• _WHAT THE EXERCISE ASKS_
Convert the data from its beginning through the line containing "244), (160, 244)]", inclusive, into a JSON list of strings with one string per line. Omit blank lines and leave the pictures out.
=-=-=-=-=
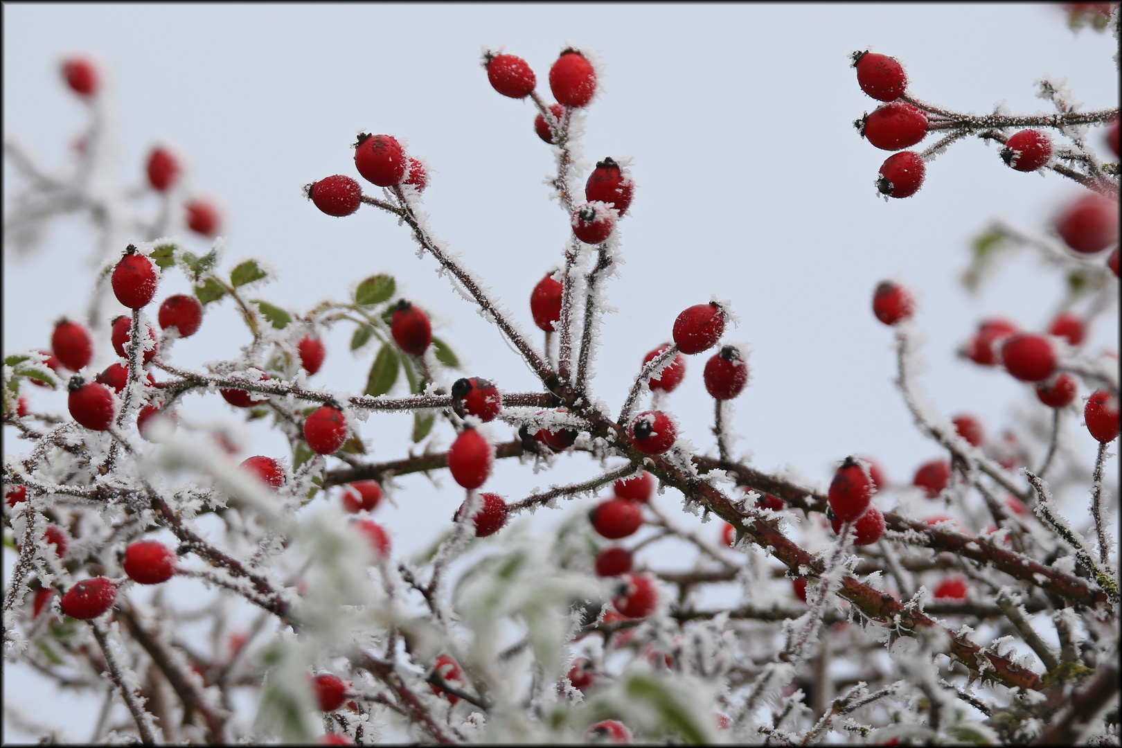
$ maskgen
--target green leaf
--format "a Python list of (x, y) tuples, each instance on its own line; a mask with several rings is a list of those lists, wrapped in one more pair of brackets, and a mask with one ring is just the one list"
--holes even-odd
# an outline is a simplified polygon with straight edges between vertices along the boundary
[(149, 257), (157, 267), (169, 268), (175, 265), (175, 244), (160, 244)]
[(366, 345), (367, 341), (370, 340), (370, 335), (374, 334), (374, 327), (364, 324), (355, 329), (355, 334), (351, 335), (351, 350), (357, 351), (358, 349)]
[(237, 288), (260, 280), (266, 275), (265, 270), (257, 267), (257, 260), (246, 260), (230, 271), (230, 285)]
[(432, 339), (432, 352), (436, 354), (436, 360), (449, 369), (460, 368), (460, 360), (456, 358), (456, 353), (453, 353), (452, 349), (448, 347), (448, 343), (442, 341), (440, 338)]
[(432, 431), (432, 425), (436, 423), (435, 413), (421, 413), (420, 410), (413, 414), (413, 443), (416, 444)]
[(388, 393), (394, 382), (397, 381), (399, 364), (401, 361), (394, 347), (383, 345), (370, 366), (370, 373), (366, 378), (366, 394), (378, 397)]
[(222, 298), (223, 294), (226, 294), (226, 289), (218, 285), (214, 278), (206, 278), (206, 280), (203, 280), (203, 285), (195, 286), (195, 298), (199, 299), (200, 304), (217, 302)]
[(393, 276), (380, 274), (370, 276), (355, 289), (355, 303), (359, 306), (380, 304), (388, 301), (394, 295), (396, 288), (397, 284), (394, 281)]
[(289, 322), (292, 322), (292, 315), (282, 310), (279, 306), (274, 306), (268, 302), (263, 302), (260, 299), (254, 299), (250, 304), (257, 304), (257, 308), (261, 311), (265, 318), (273, 323), (273, 326), (277, 330), (284, 330)]

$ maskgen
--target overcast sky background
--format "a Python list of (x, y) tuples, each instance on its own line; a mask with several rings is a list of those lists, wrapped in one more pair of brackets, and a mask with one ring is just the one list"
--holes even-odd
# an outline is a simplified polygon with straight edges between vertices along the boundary
[[(511, 391), (535, 389), (528, 369), (449, 293), (431, 257), (416, 258), (404, 229), (369, 207), (325, 216), (301, 186), (330, 174), (357, 177), (351, 144), (360, 130), (406, 140), (432, 169), (424, 193), (432, 230), (530, 330), (530, 292), (561, 261), (568, 222), (546, 200), (553, 158), (533, 132), (532, 104), (497, 94), (479, 57), (482, 47), (505, 45), (531, 64), (549, 99), (558, 52), (567, 44), (589, 49), (600, 77), (585, 159), (632, 157), (637, 185), (619, 228), (626, 265), (607, 285), (618, 313), (604, 323), (595, 395), (618, 410), (643, 355), (669, 340), (682, 308), (711, 295), (730, 299), (741, 325), (726, 338), (748, 344), (753, 371), (735, 404), (733, 426), (744, 437), (735, 451), (751, 450), (761, 469), (791, 465), (811, 481), (827, 481), (837, 460), (863, 453), (909, 482), (919, 463), (939, 454), (892, 385), (892, 333), (870, 311), (883, 278), (914, 289), (928, 363), (921, 385), (941, 413), (974, 413), (997, 434), (1014, 408), (1037, 407), (1028, 387), (954, 351), (990, 314), (1046, 325), (1060, 284), (1028, 256), (1011, 259), (976, 296), (958, 275), (969, 239), (992, 216), (1042, 230), (1078, 192), (1055, 174), (1013, 172), (995, 147), (971, 140), (928, 166), (918, 195), (885, 203), (873, 183), (888, 153), (852, 126), (877, 102), (857, 86), (849, 53), (899, 57), (913, 95), (962, 111), (997, 102), (1043, 110), (1033, 85), (1041, 75), (1066, 76), (1088, 109), (1118, 105), (1116, 40), (1073, 34), (1054, 6), (7, 3), (3, 13), (6, 137), (61, 166), (84, 116), (59, 82), (58, 61), (93, 55), (118, 117), (121, 181), (141, 182), (154, 141), (176, 146), (188, 159), (190, 184), (224, 205), (227, 269), (243, 257), (268, 259), (280, 278), (260, 295), (296, 311), (390, 273), (399, 294), (439, 315), (436, 334), (467, 375)], [(1091, 142), (1105, 149), (1098, 132)], [(6, 195), (15, 185), (6, 161)], [(188, 233), (180, 233), (185, 243), (205, 250)], [(91, 252), (76, 221), (61, 222), (31, 257), (6, 252), (4, 351), (46, 347), (53, 320), (83, 313)], [(186, 288), (169, 273), (158, 298)], [(176, 345), (175, 360), (231, 358), (248, 341), (242, 330), (227, 303)], [(361, 390), (374, 350), (352, 359), (351, 332), (340, 325), (327, 338), (313, 384)], [(1087, 348), (1116, 349), (1116, 338), (1112, 313)], [(99, 355), (103, 367), (112, 354)], [(712, 407), (700, 376), (707, 358), (690, 359), (666, 405), (702, 450), (711, 447)], [(61, 394), (31, 396), (37, 407), (64, 408)], [(200, 421), (240, 417), (217, 396), (193, 396), (183, 409)], [(389, 460), (404, 454), (407, 430), (405, 417), (376, 415), (362, 435), (376, 459)], [(495, 428), (499, 438), (508, 431)], [(256, 441), (243, 456), (283, 453), (275, 436), (249, 433)], [(22, 451), (4, 438), (6, 450)], [(1089, 460), (1089, 437), (1076, 438)], [(580, 456), (562, 458), (550, 475), (506, 464), (487, 488), (519, 498), (594, 471)], [(459, 489), (443, 482), (435, 489), (404, 479), (399, 509), (379, 510), (397, 548), (431, 539), (440, 526), (431, 518), (449, 517), (459, 504)], [(679, 505), (669, 495), (660, 501)], [(716, 526), (706, 532), (716, 535)], [(9, 702), (25, 704), (7, 672), (6, 684), (6, 711)], [(84, 739), (88, 728), (67, 735)]]

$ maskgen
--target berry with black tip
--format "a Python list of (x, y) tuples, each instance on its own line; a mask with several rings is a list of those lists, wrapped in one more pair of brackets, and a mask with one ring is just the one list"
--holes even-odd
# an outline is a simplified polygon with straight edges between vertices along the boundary
[(748, 362), (739, 349), (725, 345), (705, 364), (705, 388), (717, 400), (730, 400), (748, 384)]
[(420, 306), (414, 306), (404, 298), (394, 307), (389, 332), (397, 347), (412, 355), (421, 355), (432, 343), (432, 323), (429, 322), (429, 315)]

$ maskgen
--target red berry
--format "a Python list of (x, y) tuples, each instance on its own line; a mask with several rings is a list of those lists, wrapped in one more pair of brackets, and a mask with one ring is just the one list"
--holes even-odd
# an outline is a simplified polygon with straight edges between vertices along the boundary
[(646, 410), (635, 416), (628, 427), (635, 449), (643, 454), (662, 454), (678, 438), (674, 422), (662, 410)]
[(725, 345), (705, 364), (705, 388), (717, 400), (730, 400), (748, 384), (748, 362), (733, 345)]
[(588, 728), (588, 732), (585, 733), (585, 742), (627, 744), (631, 742), (631, 730), (623, 722), (604, 720)]
[(312, 678), (312, 691), (321, 712), (333, 712), (343, 705), (347, 684), (338, 675), (324, 673)]
[(55, 546), (55, 553), (59, 558), (66, 556), (66, 548), (70, 547), (70, 534), (58, 525), (47, 525), (43, 530), (43, 539)]
[[(460, 671), (460, 666), (457, 665), (456, 661), (448, 655), (436, 657), (434, 669), (442, 678), (444, 678), (444, 683), (448, 683), (449, 685), (459, 686), (463, 683), (463, 673)], [(432, 692), (438, 696), (444, 693), (444, 690), (439, 685), (430, 683), (429, 687), (432, 689)], [(448, 694), (447, 699), (448, 703), (453, 707), (460, 701), (459, 696), (453, 696), (452, 694)]]
[(359, 480), (348, 484), (343, 489), (343, 509), (350, 514), (359, 511), (374, 511), (381, 501), (381, 487), (378, 481)]
[(634, 193), (635, 183), (632, 182), (631, 175), (610, 157), (596, 164), (585, 184), (585, 200), (590, 203), (595, 201), (607, 203), (616, 209), (620, 218), (631, 206)]
[(8, 492), (4, 493), (4, 500), (9, 507), (22, 504), (24, 501), (27, 501), (27, 489), (22, 486), (12, 486), (8, 489)]
[(638, 475), (620, 478), (613, 488), (616, 490), (616, 496), (622, 499), (650, 502), (651, 497), (654, 496), (654, 475), (643, 471)]
[(1005, 371), (1021, 381), (1041, 381), (1056, 371), (1056, 349), (1043, 335), (1018, 333), (1001, 347)]
[(882, 280), (873, 292), (873, 314), (888, 325), (911, 318), (916, 303), (911, 293), (903, 286), (889, 280)]
[(611, 209), (604, 203), (585, 203), (572, 212), (572, 233), (586, 244), (599, 244), (616, 229)]
[(448, 451), (452, 479), (467, 489), (479, 488), (490, 475), (494, 450), (482, 434), (470, 426), (460, 432)]
[(592, 528), (609, 541), (627, 537), (643, 526), (640, 502), (618, 496), (601, 501), (592, 509), (590, 518)]
[(347, 441), (347, 422), (339, 408), (323, 405), (304, 421), (304, 441), (318, 454), (333, 454)]
[(104, 576), (94, 576), (66, 590), (62, 607), (71, 618), (88, 621), (112, 608), (116, 601), (117, 585)]
[(550, 90), (565, 107), (586, 107), (596, 93), (596, 71), (576, 49), (565, 49), (550, 68)]
[(306, 194), (316, 207), (335, 218), (350, 215), (362, 204), (362, 187), (342, 174), (313, 182), (307, 185)]
[(834, 516), (842, 521), (853, 521), (865, 514), (873, 500), (873, 479), (868, 465), (849, 456), (834, 473), (827, 495)]
[(596, 575), (618, 576), (619, 574), (626, 574), (632, 570), (633, 563), (634, 561), (632, 558), (631, 551), (622, 548), (618, 545), (614, 545), (610, 548), (600, 551), (596, 555)]
[(627, 574), (619, 594), (611, 604), (627, 618), (646, 618), (654, 612), (659, 602), (659, 591), (646, 574)]
[(187, 211), (187, 228), (204, 237), (213, 237), (218, 233), (219, 212), (214, 203), (205, 198), (192, 200), (184, 205)]
[(367, 182), (393, 187), (405, 178), (405, 151), (393, 136), (362, 133), (355, 144), (355, 166)]
[(503, 396), (482, 377), (457, 379), (452, 385), (452, 408), (461, 418), (471, 415), (487, 423), (503, 409)]
[(389, 322), (389, 332), (394, 335), (397, 347), (406, 353), (421, 355), (432, 342), (432, 324), (429, 315), (404, 298), (397, 302), (394, 316)]
[(284, 486), (284, 468), (273, 458), (261, 455), (246, 458), (238, 467), (242, 470), (248, 470), (255, 478), (274, 491)]
[[(148, 325), (148, 338), (156, 341), (157, 344), (144, 351), (141, 354), (141, 362), (148, 363), (156, 357), (156, 352), (159, 350), (159, 344), (156, 339), (156, 331), (153, 330), (151, 325)], [(129, 350), (131, 348), (132, 339), (132, 318), (126, 315), (120, 315), (113, 320), (113, 327), (110, 334), (110, 340), (113, 343), (113, 350), (122, 359), (129, 358)]]
[(877, 107), (857, 122), (861, 133), (881, 150), (914, 146), (927, 135), (927, 114), (901, 101)]
[[(561, 118), (564, 116), (564, 107), (561, 104), (550, 104), (550, 113), (553, 114), (554, 119), (557, 119), (560, 123)], [(553, 142), (553, 131), (550, 130), (550, 124), (545, 121), (545, 117), (543, 117), (541, 112), (539, 112), (537, 117), (534, 118), (534, 132), (537, 133), (539, 138), (551, 146), (555, 145)]]
[(923, 186), (927, 165), (913, 150), (892, 154), (876, 174), (876, 190), (889, 197), (911, 197)]
[(366, 536), (377, 556), (389, 557), (389, 536), (386, 535), (386, 529), (381, 525), (369, 519), (356, 519), (355, 527)]
[(908, 75), (895, 57), (859, 52), (854, 55), (853, 66), (857, 68), (857, 85), (873, 99), (895, 101), (908, 87)]
[(76, 322), (63, 318), (50, 334), (50, 348), (58, 362), (77, 371), (93, 359), (93, 341), (86, 329)]
[[(487, 537), (499, 532), (506, 525), (508, 507), (506, 506), (506, 501), (497, 493), (480, 493), (479, 496), (482, 499), (482, 506), (471, 515), (471, 523), (476, 526), (476, 537)], [(459, 520), (460, 510), (466, 505), (467, 501), (460, 505), (460, 508), (456, 510), (453, 519)]]
[(1051, 138), (1040, 130), (1014, 132), (1001, 149), (1001, 159), (1018, 172), (1036, 172), (1051, 158)]
[(674, 320), (674, 343), (690, 355), (712, 348), (724, 333), (725, 313), (714, 302), (695, 304)]
[(180, 178), (180, 159), (167, 148), (157, 146), (148, 154), (145, 170), (148, 173), (148, 184), (153, 190), (167, 192)]
[(1048, 327), (1049, 335), (1064, 338), (1072, 348), (1078, 348), (1087, 336), (1087, 325), (1074, 312), (1060, 312)]
[(1083, 419), (1096, 442), (1113, 442), (1119, 435), (1119, 398), (1105, 389), (1095, 390), (1083, 408)]
[[(129, 247), (131, 248), (131, 244)], [(130, 310), (148, 305), (156, 295), (156, 266), (136, 250), (117, 262), (111, 278), (117, 301)]]
[(323, 347), (323, 341), (319, 338), (304, 335), (296, 344), (300, 352), (300, 366), (309, 376), (314, 375), (323, 366), (323, 357), (328, 354), (328, 349)]
[(534, 315), (534, 324), (550, 332), (561, 320), (561, 281), (548, 274), (537, 281), (530, 295), (530, 313)]
[(165, 298), (159, 305), (156, 318), (159, 321), (160, 330), (175, 327), (180, 332), (180, 338), (191, 338), (199, 332), (199, 325), (203, 323), (203, 305), (194, 296), (175, 294)]
[(982, 446), (985, 442), (985, 432), (982, 431), (982, 424), (974, 416), (964, 413), (955, 416), (951, 423), (955, 424), (955, 433), (969, 442), (971, 446)]
[(912, 486), (923, 489), (929, 499), (938, 498), (949, 482), (950, 463), (944, 460), (925, 462), (916, 471), (916, 477), (912, 479)]
[(996, 351), (1001, 349), (1001, 341), (1015, 332), (1017, 325), (1009, 320), (984, 320), (978, 325), (977, 334), (967, 344), (966, 355), (975, 363), (992, 367), (997, 362)]
[(82, 96), (98, 93), (98, 68), (84, 57), (71, 57), (63, 62), (63, 77), (71, 91)]
[(1073, 251), (1094, 255), (1119, 240), (1119, 204), (1095, 192), (1068, 203), (1056, 219), (1056, 233)]
[(175, 575), (175, 552), (159, 541), (137, 541), (125, 548), (122, 566), (140, 584), (159, 584)]
[(585, 691), (596, 683), (596, 669), (587, 657), (578, 657), (569, 671), (569, 683), (578, 691)]
[(962, 576), (951, 576), (939, 582), (931, 592), (936, 600), (965, 600), (966, 580)]
[(74, 421), (90, 431), (107, 431), (117, 409), (113, 393), (104, 385), (74, 375), (70, 381), (67, 407)]
[[(836, 535), (842, 534), (842, 519), (835, 517), (830, 520), (830, 527)], [(871, 545), (881, 539), (884, 534), (884, 515), (876, 507), (868, 509), (853, 524), (853, 535), (850, 539), (854, 545)]]
[(525, 99), (537, 85), (534, 71), (515, 55), (486, 55), (487, 80), (504, 96)]
[[(652, 350), (650, 353), (643, 357), (643, 366), (646, 366), (653, 361), (660, 353), (670, 348), (670, 343), (663, 343), (656, 349)], [(664, 393), (671, 393), (678, 385), (682, 382), (682, 377), (686, 376), (686, 357), (681, 353), (675, 353), (670, 366), (662, 370), (662, 373), (657, 377), (651, 377), (651, 381), (647, 386), (652, 389), (661, 389)]]

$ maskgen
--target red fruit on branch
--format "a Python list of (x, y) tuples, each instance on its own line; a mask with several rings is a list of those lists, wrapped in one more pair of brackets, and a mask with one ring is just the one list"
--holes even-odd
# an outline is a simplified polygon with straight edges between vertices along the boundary
[(452, 479), (467, 489), (479, 488), (490, 475), (494, 450), (490, 443), (470, 426), (460, 432), (448, 451), (448, 469)]
[(393, 187), (405, 177), (405, 151), (393, 136), (364, 132), (355, 144), (355, 167), (367, 182)]
[(596, 71), (576, 49), (565, 49), (550, 67), (550, 91), (565, 107), (587, 107), (596, 94)]
[(66, 406), (71, 417), (90, 431), (108, 431), (117, 410), (112, 390), (101, 382), (86, 382), (77, 375), (71, 377), (68, 389)]
[(596, 168), (588, 175), (585, 183), (585, 200), (588, 202), (599, 201), (616, 209), (619, 218), (624, 211), (631, 207), (632, 197), (635, 194), (635, 183), (631, 175), (623, 169), (611, 157), (605, 158), (596, 164)]
[(908, 74), (895, 57), (875, 52), (858, 52), (853, 56), (857, 68), (857, 85), (873, 99), (895, 101), (908, 87)]
[(546, 332), (557, 330), (557, 323), (561, 321), (562, 290), (561, 281), (549, 273), (530, 294), (530, 313), (534, 315), (534, 324)]
[(157, 146), (148, 153), (145, 172), (153, 190), (167, 192), (180, 178), (180, 159), (167, 148)]
[(927, 114), (901, 101), (877, 107), (856, 124), (861, 135), (881, 150), (908, 148), (927, 136)]
[(1042, 381), (1056, 371), (1056, 349), (1043, 335), (1018, 333), (1001, 345), (1005, 371), (1021, 381)]
[(876, 284), (876, 290), (873, 292), (873, 314), (884, 324), (894, 325), (910, 320), (914, 308), (911, 292), (903, 286), (891, 280)]
[(264, 455), (246, 458), (238, 467), (248, 471), (274, 491), (284, 486), (284, 468), (273, 458)]
[(705, 364), (705, 388), (717, 400), (730, 400), (748, 384), (748, 362), (733, 345), (725, 345)]
[(88, 621), (112, 608), (116, 601), (117, 585), (104, 576), (94, 576), (66, 590), (62, 608), (71, 618)]
[(662, 454), (678, 440), (674, 422), (662, 410), (646, 410), (635, 416), (627, 428), (632, 444), (643, 454)]
[(834, 473), (826, 500), (834, 516), (842, 521), (853, 521), (865, 514), (873, 500), (873, 479), (868, 467), (857, 458), (846, 458)]
[(343, 509), (350, 514), (374, 511), (381, 501), (381, 487), (375, 480), (359, 480), (343, 487)]
[(889, 197), (911, 197), (923, 186), (927, 165), (913, 150), (892, 154), (876, 174), (876, 190)]
[(194, 296), (175, 294), (164, 299), (156, 315), (160, 330), (175, 327), (180, 338), (191, 338), (203, 323), (203, 305)]
[(1036, 172), (1051, 159), (1051, 138), (1040, 130), (1021, 130), (1009, 136), (1001, 159), (1018, 172)]
[(77, 371), (93, 360), (93, 340), (86, 329), (65, 317), (55, 324), (50, 333), (50, 348), (63, 364), (71, 371)]
[(1083, 408), (1083, 419), (1096, 442), (1113, 442), (1119, 436), (1119, 398), (1105, 389), (1095, 390)]
[(586, 244), (599, 244), (616, 229), (616, 218), (604, 203), (585, 203), (572, 212), (572, 233)]
[(113, 294), (122, 306), (139, 310), (147, 306), (156, 295), (156, 266), (144, 255), (139, 255), (132, 244), (125, 257), (113, 268), (111, 278)]
[(362, 204), (362, 187), (342, 174), (323, 177), (305, 187), (312, 203), (328, 215), (350, 215)]
[(592, 509), (589, 518), (592, 528), (609, 541), (633, 535), (643, 526), (643, 510), (640, 508), (640, 502), (620, 499), (618, 496), (601, 501)]
[(121, 565), (132, 581), (159, 584), (175, 575), (175, 552), (159, 541), (137, 541), (125, 548)]
[(309, 376), (320, 370), (320, 367), (323, 366), (323, 359), (328, 354), (323, 341), (312, 335), (301, 338), (296, 344), (296, 351), (300, 353), (300, 366)]
[(688, 355), (709, 350), (724, 333), (725, 313), (715, 302), (695, 304), (674, 320), (674, 343)]
[[(663, 343), (662, 345), (655, 348), (646, 355), (643, 357), (643, 366), (646, 366), (653, 361), (660, 353), (670, 348), (670, 343)], [(647, 382), (647, 387), (652, 390), (661, 389), (664, 393), (672, 393), (675, 387), (682, 382), (682, 377), (686, 376), (686, 357), (681, 353), (675, 353), (673, 361), (670, 366), (662, 370), (662, 373), (657, 377), (651, 377)]]
[(397, 347), (412, 355), (423, 354), (432, 343), (432, 323), (429, 322), (429, 315), (420, 306), (414, 306), (404, 298), (394, 307), (389, 332)]
[(534, 86), (537, 77), (534, 71), (522, 57), (515, 55), (485, 55), (487, 80), (491, 87), (511, 99), (525, 99)]

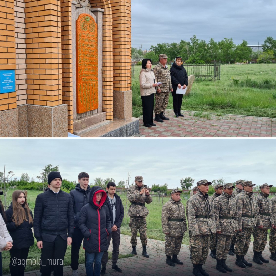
=-=-=-=-=
• _PROBLEM SOLUTION_
[
  "$ maskgen",
  "--target green leaf",
  "--format \"a Python list of (x, y) tuples, each instance on its own line; a mask with several rings is a list of those lists, wrapped in one more pair of brackets, and a mask with one ring is just the one list\"",
  "--holes even-odd",
  "# an outline is a simplified polygon with straight edges between vertices along the boundary",
  "[(149, 257), (157, 267), (169, 268), (175, 265), (175, 244), (160, 244)]"
]